**What is required:**
Format the rows from the line with "-- select a point on the white buoy, one" up to and including the line with "[(74, 207), (21, 210), (171, 28), (122, 210), (181, 28)]" as a two-column CSV headed text and answer, one line per row. Put each value in a quoted field and turn any line breaks into spaces.

════════════════════

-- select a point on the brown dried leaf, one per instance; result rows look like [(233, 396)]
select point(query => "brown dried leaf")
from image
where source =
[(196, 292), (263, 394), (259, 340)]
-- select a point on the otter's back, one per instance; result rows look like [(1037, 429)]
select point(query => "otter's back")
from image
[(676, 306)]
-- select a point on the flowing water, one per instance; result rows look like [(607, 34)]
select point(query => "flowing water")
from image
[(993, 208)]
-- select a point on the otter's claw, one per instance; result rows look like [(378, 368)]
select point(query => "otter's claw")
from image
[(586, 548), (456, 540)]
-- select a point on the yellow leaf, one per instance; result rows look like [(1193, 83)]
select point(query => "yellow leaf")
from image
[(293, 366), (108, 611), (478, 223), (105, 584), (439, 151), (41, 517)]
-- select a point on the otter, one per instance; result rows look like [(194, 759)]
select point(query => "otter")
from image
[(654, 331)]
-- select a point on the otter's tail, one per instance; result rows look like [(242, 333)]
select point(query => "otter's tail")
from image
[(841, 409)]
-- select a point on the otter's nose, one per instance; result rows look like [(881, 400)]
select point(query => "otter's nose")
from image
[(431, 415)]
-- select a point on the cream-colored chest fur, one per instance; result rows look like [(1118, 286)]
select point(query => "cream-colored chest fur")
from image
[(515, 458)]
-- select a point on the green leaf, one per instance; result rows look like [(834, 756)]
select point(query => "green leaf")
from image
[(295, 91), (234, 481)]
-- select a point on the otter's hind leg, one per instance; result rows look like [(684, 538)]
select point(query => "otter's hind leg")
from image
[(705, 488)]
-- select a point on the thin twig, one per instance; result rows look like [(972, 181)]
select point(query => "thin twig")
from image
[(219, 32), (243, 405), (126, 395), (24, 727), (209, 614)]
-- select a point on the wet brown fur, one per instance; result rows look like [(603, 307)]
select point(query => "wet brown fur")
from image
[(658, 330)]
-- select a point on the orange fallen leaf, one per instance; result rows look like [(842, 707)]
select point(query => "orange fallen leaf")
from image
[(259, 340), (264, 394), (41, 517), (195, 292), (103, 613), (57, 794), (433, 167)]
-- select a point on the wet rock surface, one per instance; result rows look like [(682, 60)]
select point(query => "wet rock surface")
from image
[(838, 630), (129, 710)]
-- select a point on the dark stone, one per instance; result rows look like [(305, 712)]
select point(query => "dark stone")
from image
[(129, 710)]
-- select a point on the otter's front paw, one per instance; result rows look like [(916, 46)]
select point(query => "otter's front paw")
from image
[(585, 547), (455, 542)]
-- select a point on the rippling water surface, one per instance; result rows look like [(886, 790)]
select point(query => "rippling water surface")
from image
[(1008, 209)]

════════════════════

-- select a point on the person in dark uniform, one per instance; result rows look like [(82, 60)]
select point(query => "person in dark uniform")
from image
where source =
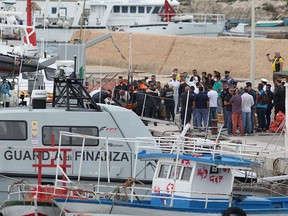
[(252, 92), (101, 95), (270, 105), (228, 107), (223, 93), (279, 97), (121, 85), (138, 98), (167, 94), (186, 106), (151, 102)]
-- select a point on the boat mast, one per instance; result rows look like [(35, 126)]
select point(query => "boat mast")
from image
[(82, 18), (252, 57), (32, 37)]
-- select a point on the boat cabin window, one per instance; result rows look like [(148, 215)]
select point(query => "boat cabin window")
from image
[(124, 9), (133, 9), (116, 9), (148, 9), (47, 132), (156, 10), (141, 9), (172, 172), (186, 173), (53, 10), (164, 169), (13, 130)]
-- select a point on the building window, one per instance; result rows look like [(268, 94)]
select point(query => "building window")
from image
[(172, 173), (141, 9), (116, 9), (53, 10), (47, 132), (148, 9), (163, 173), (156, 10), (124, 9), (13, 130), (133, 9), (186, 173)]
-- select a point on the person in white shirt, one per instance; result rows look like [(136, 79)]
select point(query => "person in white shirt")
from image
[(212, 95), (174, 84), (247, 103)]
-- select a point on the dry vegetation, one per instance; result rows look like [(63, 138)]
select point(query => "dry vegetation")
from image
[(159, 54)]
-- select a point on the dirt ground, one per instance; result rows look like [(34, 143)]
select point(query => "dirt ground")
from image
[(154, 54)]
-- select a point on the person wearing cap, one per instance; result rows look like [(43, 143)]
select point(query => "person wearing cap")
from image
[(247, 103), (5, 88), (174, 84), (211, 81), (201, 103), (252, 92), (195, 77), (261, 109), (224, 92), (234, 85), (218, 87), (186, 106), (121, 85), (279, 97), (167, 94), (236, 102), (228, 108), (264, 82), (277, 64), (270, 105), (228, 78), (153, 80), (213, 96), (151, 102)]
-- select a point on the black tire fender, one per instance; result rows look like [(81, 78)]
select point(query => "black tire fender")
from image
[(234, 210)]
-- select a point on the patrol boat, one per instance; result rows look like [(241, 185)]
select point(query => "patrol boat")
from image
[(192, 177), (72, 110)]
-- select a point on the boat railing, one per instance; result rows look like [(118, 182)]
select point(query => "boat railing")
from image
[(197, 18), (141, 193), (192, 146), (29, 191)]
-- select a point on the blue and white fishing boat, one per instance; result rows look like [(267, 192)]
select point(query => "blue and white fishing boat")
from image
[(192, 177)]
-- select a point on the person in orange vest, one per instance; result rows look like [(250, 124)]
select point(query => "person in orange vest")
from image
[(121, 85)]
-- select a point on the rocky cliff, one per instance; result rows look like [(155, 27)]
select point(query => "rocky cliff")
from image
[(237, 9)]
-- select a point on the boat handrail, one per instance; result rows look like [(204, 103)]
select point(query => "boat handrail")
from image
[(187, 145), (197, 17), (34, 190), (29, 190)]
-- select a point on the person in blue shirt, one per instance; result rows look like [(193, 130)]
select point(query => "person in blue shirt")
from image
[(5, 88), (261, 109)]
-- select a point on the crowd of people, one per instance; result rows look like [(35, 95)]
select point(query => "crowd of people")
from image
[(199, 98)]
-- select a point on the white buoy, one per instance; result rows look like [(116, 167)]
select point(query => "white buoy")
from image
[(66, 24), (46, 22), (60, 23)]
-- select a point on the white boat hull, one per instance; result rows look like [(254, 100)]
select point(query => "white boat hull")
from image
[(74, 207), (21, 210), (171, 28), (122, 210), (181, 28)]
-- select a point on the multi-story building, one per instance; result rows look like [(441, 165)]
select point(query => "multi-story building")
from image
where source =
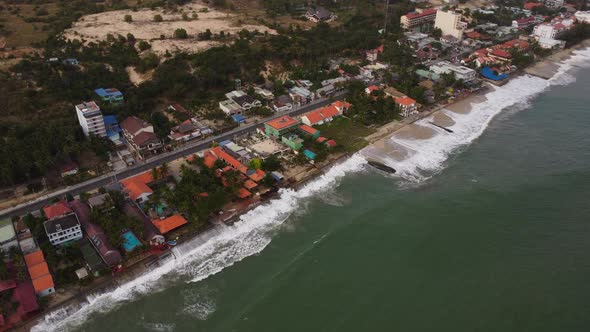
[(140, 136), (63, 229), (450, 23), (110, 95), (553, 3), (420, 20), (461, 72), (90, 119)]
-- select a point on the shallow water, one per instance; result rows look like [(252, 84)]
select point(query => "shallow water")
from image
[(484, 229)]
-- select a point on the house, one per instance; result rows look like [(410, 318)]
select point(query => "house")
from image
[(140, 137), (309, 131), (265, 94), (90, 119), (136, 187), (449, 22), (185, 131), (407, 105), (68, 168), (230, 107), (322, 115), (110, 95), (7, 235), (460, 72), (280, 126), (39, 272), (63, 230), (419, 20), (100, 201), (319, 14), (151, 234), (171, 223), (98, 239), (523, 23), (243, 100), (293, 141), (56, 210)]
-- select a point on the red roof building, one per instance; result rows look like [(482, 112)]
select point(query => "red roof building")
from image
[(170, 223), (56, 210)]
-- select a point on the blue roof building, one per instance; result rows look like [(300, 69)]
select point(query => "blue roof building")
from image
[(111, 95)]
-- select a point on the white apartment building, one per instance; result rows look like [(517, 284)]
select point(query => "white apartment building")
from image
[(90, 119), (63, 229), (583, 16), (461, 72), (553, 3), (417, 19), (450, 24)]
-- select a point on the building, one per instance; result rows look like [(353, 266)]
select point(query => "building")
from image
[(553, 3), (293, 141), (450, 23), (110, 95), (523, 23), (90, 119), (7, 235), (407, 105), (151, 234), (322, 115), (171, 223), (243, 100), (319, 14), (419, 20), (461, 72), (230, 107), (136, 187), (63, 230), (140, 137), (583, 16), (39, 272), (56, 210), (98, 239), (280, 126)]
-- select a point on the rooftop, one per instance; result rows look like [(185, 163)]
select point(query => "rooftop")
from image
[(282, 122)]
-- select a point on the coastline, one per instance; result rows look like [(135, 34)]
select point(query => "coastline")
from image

════════════════════

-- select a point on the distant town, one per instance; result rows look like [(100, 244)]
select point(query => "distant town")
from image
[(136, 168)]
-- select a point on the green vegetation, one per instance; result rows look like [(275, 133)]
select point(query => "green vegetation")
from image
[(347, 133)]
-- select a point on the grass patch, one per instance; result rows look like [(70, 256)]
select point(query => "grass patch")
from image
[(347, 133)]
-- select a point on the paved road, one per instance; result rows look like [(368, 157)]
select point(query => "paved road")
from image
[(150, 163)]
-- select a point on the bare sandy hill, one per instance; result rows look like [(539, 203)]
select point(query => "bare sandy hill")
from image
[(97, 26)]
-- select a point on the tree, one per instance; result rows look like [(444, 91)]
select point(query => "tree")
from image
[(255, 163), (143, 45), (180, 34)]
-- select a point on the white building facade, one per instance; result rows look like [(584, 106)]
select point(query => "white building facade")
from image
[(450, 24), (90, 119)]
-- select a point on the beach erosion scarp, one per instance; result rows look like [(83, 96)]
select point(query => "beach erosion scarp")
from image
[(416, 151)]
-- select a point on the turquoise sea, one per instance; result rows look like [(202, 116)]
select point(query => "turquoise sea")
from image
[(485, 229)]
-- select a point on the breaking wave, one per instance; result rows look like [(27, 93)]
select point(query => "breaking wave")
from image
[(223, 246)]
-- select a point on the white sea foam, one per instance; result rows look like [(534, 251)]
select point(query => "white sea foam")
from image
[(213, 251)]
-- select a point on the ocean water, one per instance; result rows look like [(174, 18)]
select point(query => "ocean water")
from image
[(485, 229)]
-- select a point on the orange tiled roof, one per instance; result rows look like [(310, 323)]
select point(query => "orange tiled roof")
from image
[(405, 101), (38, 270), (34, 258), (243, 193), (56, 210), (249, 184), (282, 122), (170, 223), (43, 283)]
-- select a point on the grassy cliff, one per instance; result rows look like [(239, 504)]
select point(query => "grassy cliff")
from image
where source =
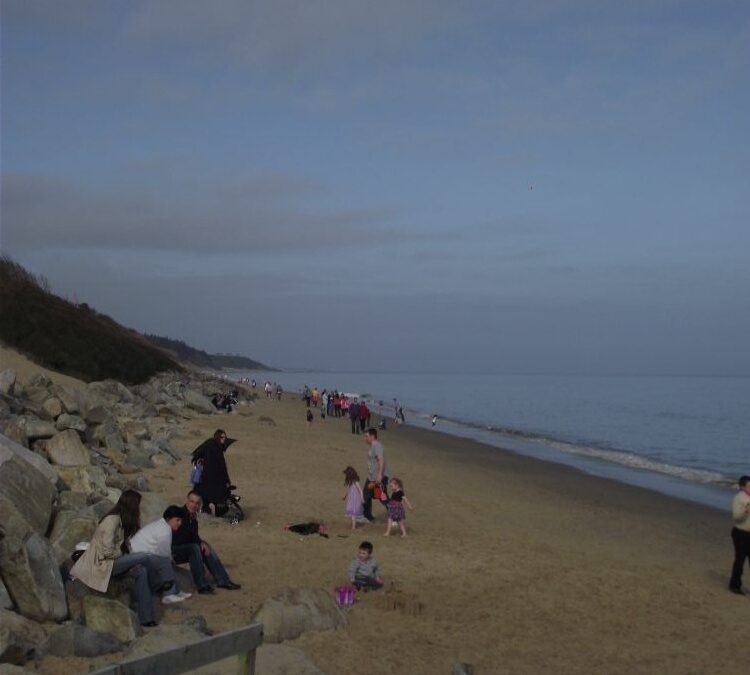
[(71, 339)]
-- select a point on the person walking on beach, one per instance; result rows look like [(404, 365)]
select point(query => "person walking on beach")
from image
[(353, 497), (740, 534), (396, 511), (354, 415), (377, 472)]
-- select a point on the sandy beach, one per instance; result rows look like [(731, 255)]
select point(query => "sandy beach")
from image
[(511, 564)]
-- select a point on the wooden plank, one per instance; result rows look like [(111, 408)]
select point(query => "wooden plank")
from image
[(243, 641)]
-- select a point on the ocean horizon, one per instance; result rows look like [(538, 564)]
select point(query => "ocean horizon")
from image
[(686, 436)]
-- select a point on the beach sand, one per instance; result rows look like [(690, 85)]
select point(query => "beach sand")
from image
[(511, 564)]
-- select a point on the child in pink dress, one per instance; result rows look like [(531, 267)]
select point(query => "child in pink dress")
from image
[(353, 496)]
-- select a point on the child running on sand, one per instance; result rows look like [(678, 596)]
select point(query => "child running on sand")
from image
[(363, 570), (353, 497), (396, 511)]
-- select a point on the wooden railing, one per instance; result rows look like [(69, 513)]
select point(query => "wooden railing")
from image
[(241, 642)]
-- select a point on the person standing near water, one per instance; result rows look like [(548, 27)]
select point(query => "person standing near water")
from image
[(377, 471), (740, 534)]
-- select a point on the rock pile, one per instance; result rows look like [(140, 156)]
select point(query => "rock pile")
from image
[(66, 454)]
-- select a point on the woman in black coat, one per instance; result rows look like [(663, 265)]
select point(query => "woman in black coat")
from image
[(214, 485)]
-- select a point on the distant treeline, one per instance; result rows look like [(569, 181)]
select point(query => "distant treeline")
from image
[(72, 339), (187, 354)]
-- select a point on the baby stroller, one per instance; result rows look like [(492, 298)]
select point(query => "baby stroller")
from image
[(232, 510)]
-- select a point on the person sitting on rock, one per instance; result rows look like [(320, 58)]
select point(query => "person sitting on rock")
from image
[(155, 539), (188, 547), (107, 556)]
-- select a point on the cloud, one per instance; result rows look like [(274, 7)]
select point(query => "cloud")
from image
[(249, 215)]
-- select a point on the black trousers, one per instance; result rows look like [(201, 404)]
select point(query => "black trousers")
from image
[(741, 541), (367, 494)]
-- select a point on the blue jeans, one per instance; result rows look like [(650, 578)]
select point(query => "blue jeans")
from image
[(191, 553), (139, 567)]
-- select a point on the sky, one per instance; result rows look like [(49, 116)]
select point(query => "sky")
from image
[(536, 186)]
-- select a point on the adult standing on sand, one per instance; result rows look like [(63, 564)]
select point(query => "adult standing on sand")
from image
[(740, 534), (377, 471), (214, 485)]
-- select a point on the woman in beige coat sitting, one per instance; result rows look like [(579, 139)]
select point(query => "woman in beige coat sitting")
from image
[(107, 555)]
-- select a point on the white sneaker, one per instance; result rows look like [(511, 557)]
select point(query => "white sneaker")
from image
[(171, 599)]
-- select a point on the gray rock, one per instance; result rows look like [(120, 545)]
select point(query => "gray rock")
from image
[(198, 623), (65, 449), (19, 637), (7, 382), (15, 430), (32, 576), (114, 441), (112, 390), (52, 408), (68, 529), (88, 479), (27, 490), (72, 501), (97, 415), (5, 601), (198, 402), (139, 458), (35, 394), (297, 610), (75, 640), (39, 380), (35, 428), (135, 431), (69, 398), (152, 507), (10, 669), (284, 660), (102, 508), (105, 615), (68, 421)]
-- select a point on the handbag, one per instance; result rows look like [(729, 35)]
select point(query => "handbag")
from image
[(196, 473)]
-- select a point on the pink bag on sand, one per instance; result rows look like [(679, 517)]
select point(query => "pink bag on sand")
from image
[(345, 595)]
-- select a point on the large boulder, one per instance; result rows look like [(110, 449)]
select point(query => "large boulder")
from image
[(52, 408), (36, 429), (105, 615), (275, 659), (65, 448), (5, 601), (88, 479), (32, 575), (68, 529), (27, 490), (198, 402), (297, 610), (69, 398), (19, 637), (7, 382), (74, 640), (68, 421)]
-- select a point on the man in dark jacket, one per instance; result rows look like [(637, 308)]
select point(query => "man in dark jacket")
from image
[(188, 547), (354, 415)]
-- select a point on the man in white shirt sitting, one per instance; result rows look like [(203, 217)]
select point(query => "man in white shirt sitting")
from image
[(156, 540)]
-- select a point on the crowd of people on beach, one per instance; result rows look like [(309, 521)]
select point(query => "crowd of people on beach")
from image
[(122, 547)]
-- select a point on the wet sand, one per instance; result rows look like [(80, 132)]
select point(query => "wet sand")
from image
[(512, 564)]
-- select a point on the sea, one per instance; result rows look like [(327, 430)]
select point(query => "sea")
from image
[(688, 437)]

════════════════════

**Task solution:**
text,answer
"-- select a point on the white buoy, one per instance; result rows look like [(116, 167)] select point(query => ""white buoy"") from image","[(66, 24), (46, 22), (60, 23)]"
"-- select a point on the white boat hull, one per instance; result rows look like [(254, 100)] select point(query => ""white boat hull"") from image","[(74, 207), (21, 210), (171, 28), (122, 210), (181, 28)]"